[DOCUMENT SECTION start]

The idea that Java cannot take over your computer or wipe your hard drive may (and I emphasize the use of "may" here) be true for applets, but for other uses of Java it is anything but true.
Hey, if we're going to start including virtual machine run bytecode content, maybe we should include other VMs than Java's. For instance, there's OCaml's toplevel VM, Parrot, and Smalltalk out there. Could be fun.
Okay, I'm not very serious about that.
On Tue, Nov 14, 2006 at 03:51:09PM -0700, Chad Perrin wrote:
Hey, if we're going to start including virtual machine run bytecode content, maybe we should include other VMs than Java's. For instance, there's OCaml's toplevel VM, Parrot, and Smalltalk out there. Could be fun.
Okay, I'm not very serious about that.
Given the nuber of top-halves that write to Parrot... maybe so. That's the nice thing about that (unless I vastly misunderstand it): you can sandbox *Parrot*, and then everything that runs atop it is the same amount of safer.
Cheers, -- jra
On 11/14/06, Simetrical Simetrical+wikitech@gmail.com wrote:
That said, there's no reason to be paranoid. Yes, there will always be vulnerabilities, but they'll be doubly limited by the approval process *and* the sandbox. We aren't distributing arbitrary machine code, we're distributing Java, which as far as I know can't do anything like take over your computer or wipe your hard drive. Running arbitrary Java is not to my knowledge a real security risk, at least no more than arbitrary JavaScript (which can spy on you to an extent), and this Java won't even be arbitrary: it will be vetted first, however imperfectly.
In the best case arbitrary java can ask the user to let it out of the sandbox and most users will, in the worst it can just get out on its own (JVM doesn't have a great track record). Once running in trusted mode java can do anything any other binary on your system can do.
Even ignoring that sort of vulnerability, if we allow people to upload java binaries the binaries could decide to display penises every second tuesday. Just limiting it to sysops won't fix it because sysops will be (mostly) adding java which was given to them by (untrusted) third parties. We can't demand the sysops check the java, because no human could be expected to detect such problems.
So we're left with demanding that people submit java in source form (which I suppose is good for other reasons), and then we'll expect qualified admins to audit, compile, then install the code.. yuck.
Better to just write a sandboxed ecmascript or python interpreter which runs in sandboxed Java... and then make an extension that lets you directly input the script code, which will then be handed out to clients. This then reduces the risk of it displaying penises on second tuesdays to the same risk as template code displaying penises on second tuesdays.
It's actually not the far out of an idea... there is already a python implementation in java (jython, http://www.jython.org/Project/index.html) and several of the python plotting libraries will work in jython (http://www.eckhartarnold.de/apppages/pyplotter.html). I imagine that interactive graphs are the largest driver for java apples beyond audio/video playback.
A solution like this would give us real wikieditable software which we could open to the world, and not confine to sysop priests with java compilers and the patience to work offline.
Unfortunately jython needs non-sandboxed java because it mucks about with the VM for the ability to call arbritary java and native code functions. :-/
If anyone is aware of any dynamic languages which will run in sandboxed java and which have decent graphing libraries, I'd love to hear about it. :)

[DOCUMENT SECTION end]
[EXTRACTED DATA start]

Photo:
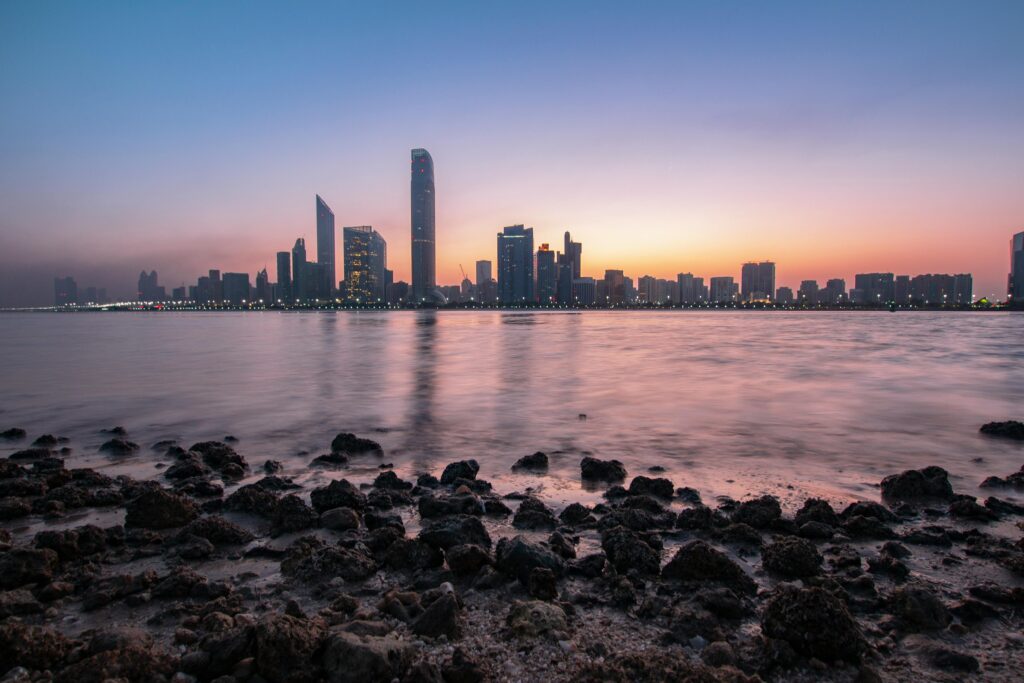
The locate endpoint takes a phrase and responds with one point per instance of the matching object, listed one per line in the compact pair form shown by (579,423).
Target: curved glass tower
(424,281)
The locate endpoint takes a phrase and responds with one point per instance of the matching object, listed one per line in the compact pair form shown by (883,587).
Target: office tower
(547,275)
(875,288)
(236,288)
(284,275)
(299,287)
(515,264)
(584,291)
(65,291)
(901,289)
(366,263)
(614,287)
(424,280)
(835,291)
(808,292)
(325,244)
(263,292)
(1015,290)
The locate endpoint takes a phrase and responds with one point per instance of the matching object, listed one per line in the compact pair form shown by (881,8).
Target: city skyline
(691,139)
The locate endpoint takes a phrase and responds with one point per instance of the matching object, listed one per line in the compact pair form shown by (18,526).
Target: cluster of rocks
(734,592)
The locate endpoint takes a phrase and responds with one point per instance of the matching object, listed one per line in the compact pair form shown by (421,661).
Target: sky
(832,137)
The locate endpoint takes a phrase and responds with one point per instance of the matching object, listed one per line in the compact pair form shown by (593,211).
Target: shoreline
(221,567)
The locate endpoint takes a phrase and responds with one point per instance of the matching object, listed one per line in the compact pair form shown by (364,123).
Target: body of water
(732,403)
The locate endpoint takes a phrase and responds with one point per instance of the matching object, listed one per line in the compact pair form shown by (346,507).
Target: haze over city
(829,139)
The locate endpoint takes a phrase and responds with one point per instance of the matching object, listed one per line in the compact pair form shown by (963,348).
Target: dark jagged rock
(592,469)
(159,509)
(517,557)
(930,482)
(791,556)
(338,494)
(119,446)
(814,623)
(658,487)
(354,445)
(454,530)
(532,514)
(696,560)
(759,513)
(919,608)
(626,550)
(537,461)
(463,469)
(1012,429)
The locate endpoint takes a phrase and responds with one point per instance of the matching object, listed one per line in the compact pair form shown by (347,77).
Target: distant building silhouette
(424,278)
(515,264)
(366,264)
(65,291)
(325,246)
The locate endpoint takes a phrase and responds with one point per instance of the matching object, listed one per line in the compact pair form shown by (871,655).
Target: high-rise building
(65,291)
(366,264)
(1016,289)
(515,264)
(325,244)
(723,290)
(285,276)
(300,289)
(424,279)
(547,275)
(236,288)
(614,288)
(573,254)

[EXTRACTED DATA end]

▶ GIVEN REQUEST 1:
According to the email thread, why does Jython need non-sandboxed Java?
▶ GIVEN REQUEST 2:
From the email thread, copy the passage from "Unfortunately jython needs" to "about it. :)".

▶ FINAL ANSWER 1:
It messes with the VM so it can call arbitrary Java and native code functions.

▶ FINAL ANSWER 2:
Unfortunately jython needs non-sandboxed java because it mucks about with the VM for the ability to call arbritary java and native code functions. :-/
If anyone is aware of any dynamic languages which will run in sandboxed java and which have decent graphing libraries, I'd love to hear about it. :)